• [Texto]
↓↓↓

Defensor da ordenação de mulheres para a Igreja, em oposição frontal à opinião do sumo pontífice, Martini é um intelectual respeitado e foi durante muito tempo a grande esperança das correntes liberais e moderadas da Igreja.
O cardeal emérito de São Paulo, d. Paulo Evaristo Arns, chegou a confessar sua predileção por Martini numa eventual eleição, ao contar a história de que o italiano, ao chegar ao Brasil, preferiu sair direto do aeroporto para uma favela do que se recolher ao hotel.
Os brasileiros podem conhecer Martini por seus livros publicados no Brasil, alguns com uma razoável repercussão na imprensa, a exemplo da obra "Em que Crêem os que Não Crêem?", lançada em 1999.
No livro, o cardeal trava um diálogo epistolar com o escritor italiano Umberto Eco sobre a questão do ateísmo e da fundamentação moral dos não-crentes, ao mesmo tempo em que responde a espinhosas questões sobre o aborto, o homossexualismo e o sacerdócio feminino.
As chances de Martini tornar-se papa sempre esbarraram, porém, na resistência das correntes mais conservadoras da Igreja Católica e na noção de que o próximo sumo pontífice seria alguém de corte ideológico mais próximo de João Paulo 2º.

↑↑↑

• [Atividade] Prossiga o texto sobre o cardeal Martini, começando logo após a frase final apresentada.

• [Dados de origem]
↓↓↓

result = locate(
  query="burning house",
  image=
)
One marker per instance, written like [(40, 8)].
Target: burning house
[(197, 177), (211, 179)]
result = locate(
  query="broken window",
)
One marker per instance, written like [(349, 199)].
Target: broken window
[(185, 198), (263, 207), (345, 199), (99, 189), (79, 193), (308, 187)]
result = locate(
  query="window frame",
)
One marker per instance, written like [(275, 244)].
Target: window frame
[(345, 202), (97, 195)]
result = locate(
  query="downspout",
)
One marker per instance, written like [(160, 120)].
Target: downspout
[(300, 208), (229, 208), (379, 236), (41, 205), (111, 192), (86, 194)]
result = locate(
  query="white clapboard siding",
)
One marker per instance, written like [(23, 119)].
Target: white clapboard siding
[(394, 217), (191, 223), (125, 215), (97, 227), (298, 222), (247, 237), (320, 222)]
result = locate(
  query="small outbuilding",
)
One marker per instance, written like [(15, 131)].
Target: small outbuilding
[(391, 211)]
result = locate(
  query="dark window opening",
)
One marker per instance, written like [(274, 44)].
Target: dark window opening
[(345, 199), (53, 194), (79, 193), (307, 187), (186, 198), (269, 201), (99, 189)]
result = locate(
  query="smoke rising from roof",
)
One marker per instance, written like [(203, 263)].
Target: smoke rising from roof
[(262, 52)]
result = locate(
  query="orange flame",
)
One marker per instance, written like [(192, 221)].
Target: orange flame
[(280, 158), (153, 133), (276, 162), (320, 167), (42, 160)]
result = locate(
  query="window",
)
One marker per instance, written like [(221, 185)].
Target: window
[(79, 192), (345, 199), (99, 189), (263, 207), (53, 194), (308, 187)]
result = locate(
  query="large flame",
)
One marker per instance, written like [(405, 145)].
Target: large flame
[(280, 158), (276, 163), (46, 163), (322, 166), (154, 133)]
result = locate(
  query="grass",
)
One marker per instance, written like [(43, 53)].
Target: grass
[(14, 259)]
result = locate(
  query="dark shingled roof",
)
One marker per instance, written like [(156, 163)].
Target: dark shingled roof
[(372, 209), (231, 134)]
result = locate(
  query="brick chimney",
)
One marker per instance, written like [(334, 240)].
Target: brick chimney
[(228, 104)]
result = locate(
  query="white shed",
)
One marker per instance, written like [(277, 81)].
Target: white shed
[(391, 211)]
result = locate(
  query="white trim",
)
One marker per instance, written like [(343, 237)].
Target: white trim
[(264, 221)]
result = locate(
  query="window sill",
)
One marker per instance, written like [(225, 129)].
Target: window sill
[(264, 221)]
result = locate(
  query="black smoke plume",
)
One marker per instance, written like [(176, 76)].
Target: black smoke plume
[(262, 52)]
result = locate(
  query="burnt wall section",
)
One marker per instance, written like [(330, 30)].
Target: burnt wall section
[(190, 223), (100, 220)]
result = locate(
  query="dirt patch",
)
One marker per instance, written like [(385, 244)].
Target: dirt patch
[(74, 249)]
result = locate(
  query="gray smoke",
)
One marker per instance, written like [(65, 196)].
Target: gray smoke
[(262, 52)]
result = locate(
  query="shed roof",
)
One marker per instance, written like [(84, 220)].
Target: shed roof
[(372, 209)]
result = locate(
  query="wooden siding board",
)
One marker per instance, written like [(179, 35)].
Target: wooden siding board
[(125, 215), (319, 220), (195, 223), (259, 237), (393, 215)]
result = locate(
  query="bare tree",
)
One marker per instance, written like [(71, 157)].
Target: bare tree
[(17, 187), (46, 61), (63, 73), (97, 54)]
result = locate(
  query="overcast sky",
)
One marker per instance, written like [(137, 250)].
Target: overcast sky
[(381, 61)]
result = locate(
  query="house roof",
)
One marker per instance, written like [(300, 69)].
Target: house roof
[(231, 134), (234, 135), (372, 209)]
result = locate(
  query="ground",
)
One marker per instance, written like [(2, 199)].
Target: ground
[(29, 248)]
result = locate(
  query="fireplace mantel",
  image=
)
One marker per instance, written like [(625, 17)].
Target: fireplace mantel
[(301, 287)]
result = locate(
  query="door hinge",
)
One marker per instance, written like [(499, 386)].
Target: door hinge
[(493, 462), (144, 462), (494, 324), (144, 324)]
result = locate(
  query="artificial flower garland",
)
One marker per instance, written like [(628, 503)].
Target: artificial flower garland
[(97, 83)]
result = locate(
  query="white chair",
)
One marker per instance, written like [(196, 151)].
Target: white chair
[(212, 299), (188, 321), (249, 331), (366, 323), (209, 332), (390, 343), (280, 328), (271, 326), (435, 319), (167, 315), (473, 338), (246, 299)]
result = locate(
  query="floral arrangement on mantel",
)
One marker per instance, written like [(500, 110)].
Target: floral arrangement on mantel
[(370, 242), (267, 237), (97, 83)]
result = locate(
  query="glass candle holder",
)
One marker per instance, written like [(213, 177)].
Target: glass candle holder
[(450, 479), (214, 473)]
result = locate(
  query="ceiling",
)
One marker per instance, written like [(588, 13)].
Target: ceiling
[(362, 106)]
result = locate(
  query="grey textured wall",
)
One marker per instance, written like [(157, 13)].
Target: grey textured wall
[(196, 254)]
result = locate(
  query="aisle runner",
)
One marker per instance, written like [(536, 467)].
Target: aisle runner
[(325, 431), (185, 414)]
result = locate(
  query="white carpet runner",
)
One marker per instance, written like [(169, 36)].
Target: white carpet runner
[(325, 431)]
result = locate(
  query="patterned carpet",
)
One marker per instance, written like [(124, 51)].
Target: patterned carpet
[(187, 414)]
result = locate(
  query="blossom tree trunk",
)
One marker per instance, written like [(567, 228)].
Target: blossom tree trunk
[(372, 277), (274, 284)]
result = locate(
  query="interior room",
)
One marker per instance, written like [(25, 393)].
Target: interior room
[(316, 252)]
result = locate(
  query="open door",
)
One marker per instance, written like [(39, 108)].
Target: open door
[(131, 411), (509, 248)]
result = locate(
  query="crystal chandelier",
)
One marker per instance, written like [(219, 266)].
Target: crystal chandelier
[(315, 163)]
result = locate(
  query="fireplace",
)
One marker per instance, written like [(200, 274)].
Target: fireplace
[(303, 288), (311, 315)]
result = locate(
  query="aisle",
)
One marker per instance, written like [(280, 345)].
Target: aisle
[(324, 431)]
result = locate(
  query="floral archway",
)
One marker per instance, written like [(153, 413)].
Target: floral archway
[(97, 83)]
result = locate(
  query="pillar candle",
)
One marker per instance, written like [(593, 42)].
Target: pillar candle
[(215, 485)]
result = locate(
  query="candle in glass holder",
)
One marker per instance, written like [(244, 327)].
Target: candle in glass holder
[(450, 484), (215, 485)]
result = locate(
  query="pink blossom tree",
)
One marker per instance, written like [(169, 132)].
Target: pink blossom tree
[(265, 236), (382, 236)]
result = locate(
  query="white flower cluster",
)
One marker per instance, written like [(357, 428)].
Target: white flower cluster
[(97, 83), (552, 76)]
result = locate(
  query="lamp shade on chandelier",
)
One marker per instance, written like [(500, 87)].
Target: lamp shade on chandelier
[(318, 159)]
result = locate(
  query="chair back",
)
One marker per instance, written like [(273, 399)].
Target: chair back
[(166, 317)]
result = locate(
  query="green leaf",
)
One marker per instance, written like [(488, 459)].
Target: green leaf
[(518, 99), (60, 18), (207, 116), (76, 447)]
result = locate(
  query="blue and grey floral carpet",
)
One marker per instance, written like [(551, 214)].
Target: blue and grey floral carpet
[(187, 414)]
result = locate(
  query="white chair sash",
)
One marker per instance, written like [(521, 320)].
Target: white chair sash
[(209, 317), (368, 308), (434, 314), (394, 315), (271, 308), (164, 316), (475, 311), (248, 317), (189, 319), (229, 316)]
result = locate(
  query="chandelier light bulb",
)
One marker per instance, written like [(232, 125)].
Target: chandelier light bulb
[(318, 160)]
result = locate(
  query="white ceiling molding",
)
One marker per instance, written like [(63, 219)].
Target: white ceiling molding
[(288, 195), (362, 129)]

↑↑↑

• [Resultado da atividade]
Por outro lado, os problemas da igreja frente à modernização dos costumes, o avanço da tecnologia e a necessidade de lidar com os meios de comunicação, no entanto, sustentavam o arcebispo de Milão ainda como um forte sucessor do papa polonês.
Mal de Parkinson.
Em 2002, porém, o candidato preferido de liberais e moderados confessou sua "incapacidade" para liderar a igreja ao admitir, em fevereiro daquele ano, que sofria de uma variação da doença que ajudou a minar a saúde de João Paulo 2º, o Mal de Parkinson.
A imprensa italiana chegou a vazar uma conversa de Martini com seus padres, em que ele confessa sofrer de "parkinsonismo". "Muitas pessoas nessa idade [75] não conseguem manter sua mão parada. Às vezes, eu tenho de escondê-la embaixo da mesa, mas, depois de uma certa idade, é inútil esconder os sinais do envelhecimento", disse o cardeal, de acordo com uma conversa distribuída por seu escritório, após reportagens sobre o assunto serem publicadas.
À época, ele anunciou que não se sentia em condição de dirigir uma igreja e que preferia se retirar para uma vida de estudos, preferivelmente em Jerusalém, apresentando sua renúncia ao papa do cargo de arcebispo de Milão.
Sua renúncia abriu espaço para o que é hoje considerado um dos mais fortes "papáveis": o cardeal Dionigi Tettamanzi, atual arcebispo de Milão.